### Aim of the task:
Retype every one of the entries below line for line, changing nothing.

— start Dataset content —

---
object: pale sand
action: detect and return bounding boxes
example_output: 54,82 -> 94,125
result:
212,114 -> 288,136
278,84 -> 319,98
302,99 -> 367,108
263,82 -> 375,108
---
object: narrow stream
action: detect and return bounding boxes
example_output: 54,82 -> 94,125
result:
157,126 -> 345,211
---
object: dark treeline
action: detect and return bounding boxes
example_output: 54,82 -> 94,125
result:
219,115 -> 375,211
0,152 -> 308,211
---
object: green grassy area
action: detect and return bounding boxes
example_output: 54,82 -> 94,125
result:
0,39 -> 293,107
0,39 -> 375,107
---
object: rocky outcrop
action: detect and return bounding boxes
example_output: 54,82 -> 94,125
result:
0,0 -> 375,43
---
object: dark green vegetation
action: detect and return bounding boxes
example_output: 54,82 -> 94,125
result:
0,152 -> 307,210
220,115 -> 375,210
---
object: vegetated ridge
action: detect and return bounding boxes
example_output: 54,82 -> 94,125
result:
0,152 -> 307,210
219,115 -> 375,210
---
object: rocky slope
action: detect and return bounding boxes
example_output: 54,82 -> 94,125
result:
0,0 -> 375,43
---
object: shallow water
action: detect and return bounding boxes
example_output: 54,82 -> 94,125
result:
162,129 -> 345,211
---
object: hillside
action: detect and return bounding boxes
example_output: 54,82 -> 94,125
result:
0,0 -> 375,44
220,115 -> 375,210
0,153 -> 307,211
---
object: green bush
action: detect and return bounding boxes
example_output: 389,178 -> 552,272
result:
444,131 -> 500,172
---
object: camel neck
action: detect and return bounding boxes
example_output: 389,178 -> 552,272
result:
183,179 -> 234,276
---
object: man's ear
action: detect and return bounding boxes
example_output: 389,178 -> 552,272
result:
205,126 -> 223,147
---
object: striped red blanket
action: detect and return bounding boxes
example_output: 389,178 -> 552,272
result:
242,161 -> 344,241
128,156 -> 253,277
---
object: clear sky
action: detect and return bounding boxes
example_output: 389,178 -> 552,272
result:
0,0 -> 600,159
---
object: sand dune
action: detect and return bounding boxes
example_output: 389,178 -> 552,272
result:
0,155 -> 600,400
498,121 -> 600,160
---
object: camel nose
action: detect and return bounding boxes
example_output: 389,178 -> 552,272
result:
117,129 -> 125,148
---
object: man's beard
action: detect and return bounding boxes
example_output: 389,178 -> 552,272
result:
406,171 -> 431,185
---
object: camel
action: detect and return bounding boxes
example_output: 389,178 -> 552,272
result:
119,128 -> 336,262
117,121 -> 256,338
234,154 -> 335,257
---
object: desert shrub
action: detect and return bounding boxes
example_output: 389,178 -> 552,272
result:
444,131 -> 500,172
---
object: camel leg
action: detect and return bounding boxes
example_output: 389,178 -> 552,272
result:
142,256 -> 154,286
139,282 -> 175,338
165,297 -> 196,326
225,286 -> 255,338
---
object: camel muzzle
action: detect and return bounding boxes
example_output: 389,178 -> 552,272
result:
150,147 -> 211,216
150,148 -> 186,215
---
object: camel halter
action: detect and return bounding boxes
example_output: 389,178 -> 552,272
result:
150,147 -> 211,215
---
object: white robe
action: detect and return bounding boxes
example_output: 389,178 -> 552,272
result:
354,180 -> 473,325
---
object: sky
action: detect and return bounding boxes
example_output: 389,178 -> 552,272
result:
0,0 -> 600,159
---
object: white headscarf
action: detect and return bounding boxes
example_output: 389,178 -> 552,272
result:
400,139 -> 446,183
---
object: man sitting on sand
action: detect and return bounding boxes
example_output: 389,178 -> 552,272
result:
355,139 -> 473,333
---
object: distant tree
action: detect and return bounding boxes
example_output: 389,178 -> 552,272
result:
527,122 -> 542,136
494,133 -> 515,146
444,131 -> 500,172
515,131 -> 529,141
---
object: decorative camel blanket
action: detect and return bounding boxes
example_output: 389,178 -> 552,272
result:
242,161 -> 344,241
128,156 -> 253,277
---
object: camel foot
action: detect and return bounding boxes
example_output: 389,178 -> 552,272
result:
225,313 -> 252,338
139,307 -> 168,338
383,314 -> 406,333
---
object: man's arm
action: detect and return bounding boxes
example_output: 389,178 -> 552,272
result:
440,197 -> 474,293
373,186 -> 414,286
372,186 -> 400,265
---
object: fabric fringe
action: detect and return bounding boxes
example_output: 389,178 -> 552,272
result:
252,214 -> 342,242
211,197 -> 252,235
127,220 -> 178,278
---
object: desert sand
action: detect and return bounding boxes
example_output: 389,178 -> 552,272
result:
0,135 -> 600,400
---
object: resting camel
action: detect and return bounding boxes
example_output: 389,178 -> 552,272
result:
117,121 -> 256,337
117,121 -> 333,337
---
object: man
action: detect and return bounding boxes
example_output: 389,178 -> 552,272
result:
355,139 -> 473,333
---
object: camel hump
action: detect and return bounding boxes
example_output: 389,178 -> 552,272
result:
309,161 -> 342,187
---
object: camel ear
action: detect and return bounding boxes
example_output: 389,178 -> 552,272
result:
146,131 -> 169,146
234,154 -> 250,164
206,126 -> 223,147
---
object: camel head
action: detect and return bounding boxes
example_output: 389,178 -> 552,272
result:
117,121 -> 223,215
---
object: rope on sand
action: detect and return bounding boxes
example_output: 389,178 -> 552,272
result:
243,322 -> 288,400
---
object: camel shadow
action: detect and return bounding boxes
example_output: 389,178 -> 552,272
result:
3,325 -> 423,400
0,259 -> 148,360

— end Dataset content —

### Exercise answer:
---
object: pale sand
action: detect and return bounding boxes
example_output: 54,82 -> 94,125
result:
212,114 -> 288,136
278,84 -> 319,98
302,99 -> 367,108
263,82 -> 375,108
---
object: narrow stream
action: detect and return bounding boxes
example_output: 54,82 -> 94,125
result:
157,126 -> 345,211
---
object: dark treeline
action: detect and return bounding boxes
example_output: 54,82 -> 94,125
result:
219,115 -> 375,211
0,152 -> 308,211
---
object: green grassy area
action: detect and return bounding boxes
example_output: 54,82 -> 94,125
result:
0,39 -> 293,107
0,39 -> 375,107
---
object: rocky outcrop
action: detect and return bounding boxes
example_output: 54,82 -> 94,125
result:
0,0 -> 375,43
---
object: dark green vegetation
action: detect and return bounding boxes
example_output: 54,82 -> 94,125
result:
0,152 -> 307,210
220,115 -> 375,210
---
object: vegetated ridge
action: detect and return bounding boxes
example_output: 54,82 -> 94,125
result:
0,152 -> 307,210
219,115 -> 375,210
---
object: rocky slope
action: detect and return bounding boxes
example_output: 54,82 -> 94,125
result:
0,0 -> 375,43
---
object: shallow water
action: detect and return bounding boxes
example_output: 54,82 -> 94,125
result:
162,129 -> 345,211
---
object: hillside
action: detect and return bounding boxes
example_output: 54,82 -> 94,125
result:
0,0 -> 375,44
220,115 -> 375,210
0,153 -> 307,211
---
object: green bush
action: detect and return bounding boxes
example_output: 389,178 -> 552,272
result:
444,131 -> 500,172
---
object: camel neck
action: detect and return bounding boxes
example_output: 389,178 -> 552,272
result:
183,179 -> 234,276
---
object: man's ear
action: detect and return bounding boxes
example_output: 389,178 -> 552,272
result:
205,126 -> 223,147
---
object: striped red blanket
action: detect and return bounding boxes
example_output: 389,178 -> 552,272
result:
242,161 -> 344,241
128,156 -> 253,277
---
object: clear sky
action: detect and return bounding boxes
example_output: 389,178 -> 552,272
result:
0,0 -> 600,159
---
object: sand dune
action: detect and return bounding boxes
example_output: 389,178 -> 552,272
result:
0,155 -> 600,400
498,121 -> 600,160
---
object: camel nose
action: detect and return bounding boxes
example_output: 389,178 -> 552,272
result:
117,129 -> 125,148
---
object: man's beard
action: detect and return bounding boxes
example_output: 389,178 -> 552,272
result:
406,171 -> 431,185
---
object: camel
action: detect and return bounding boxes
example_output: 389,178 -> 552,272
result:
119,128 -> 336,262
117,121 -> 256,338
234,154 -> 335,257
---
object: desert shrub
action: detect and return bounding boxes
example_output: 389,178 -> 552,272
result:
444,131 -> 500,172
---
object: camel leg
action: detect and return bounding boxes
example_output: 389,178 -> 552,272
result:
142,256 -> 154,286
139,282 -> 175,338
165,297 -> 196,326
225,286 -> 255,338
---
object: camel muzzle
action: detect and return bounding boxes
example_output: 389,178 -> 552,272
result:
150,147 -> 211,216
150,148 -> 186,215
---
object: camel halter
action: detect and return bounding boxes
example_output: 389,178 -> 552,272
result:
150,147 -> 211,215
---
object: white robe
action: detect and return bounding boxes
example_output: 389,178 -> 552,272
result:
354,180 -> 473,325
---
object: sky
action: detect and return bounding boxes
example_output: 389,178 -> 552,272
result:
0,0 -> 600,159
---
object: white headscarf
action: detect and return bounding boxes
example_output: 389,178 -> 552,272
result:
400,139 -> 446,183
---
object: man sitting on sand
action: detect and return bounding boxes
example_output: 389,178 -> 552,272
result:
355,139 -> 473,333
---
object: distant tree
action: detect and return bounding boxes
example_output: 389,178 -> 552,272
result:
527,122 -> 542,136
494,133 -> 515,146
444,131 -> 500,172
515,131 -> 529,141
---
object: decorative camel blanket
action: detect and return bounding boxes
example_output: 389,178 -> 552,272
result:
242,161 -> 344,241
128,156 -> 253,277
---
object: camel foot
action: detect and return bounding boxes
example_output: 389,178 -> 552,272
result:
225,313 -> 252,338
139,307 -> 168,338
383,314 -> 406,333
---
object: man's arm
action: detect and return bounding boxes
example_output: 389,178 -> 552,272
result:
440,197 -> 474,293
373,186 -> 414,286
372,186 -> 400,265
---
object: fabric fringe
action: detect and return bounding boxes
example_output: 389,178 -> 552,272
result:
252,214 -> 342,242
211,197 -> 252,235
127,220 -> 178,278
---
object: desert sand
action: detect and return bounding boxes
example_output: 389,178 -> 552,272
result:
0,135 -> 600,400
---
object: resting camel
action: detect and return bounding boxes
example_output: 389,178 -> 552,272
result:
117,121 -> 256,337
117,121 -> 333,337
---
object: man
action: detect and return bounding boxes
example_output: 389,178 -> 552,272
result:
355,139 -> 473,333
---
object: camel hump
action: detect and return bounding boxes
example_output: 389,178 -> 552,272
result:
309,161 -> 342,187
---
object: camel ear
action: detect and return bounding boxes
example_output: 389,178 -> 552,272
result:
146,131 -> 169,146
234,154 -> 250,164
206,126 -> 223,147
---
object: camel head
action: detect and return bounding boxes
example_output: 389,178 -> 552,272
result:
117,121 -> 223,215
---
object: rope on sand
action: detect and return bounding boxes
example_output: 389,178 -> 552,272
result:
243,322 -> 288,400
---
object: camel shadow
action: detect and return bounding boxes
example_output: 389,178 -> 552,272
result:
3,325 -> 423,400
0,259 -> 148,360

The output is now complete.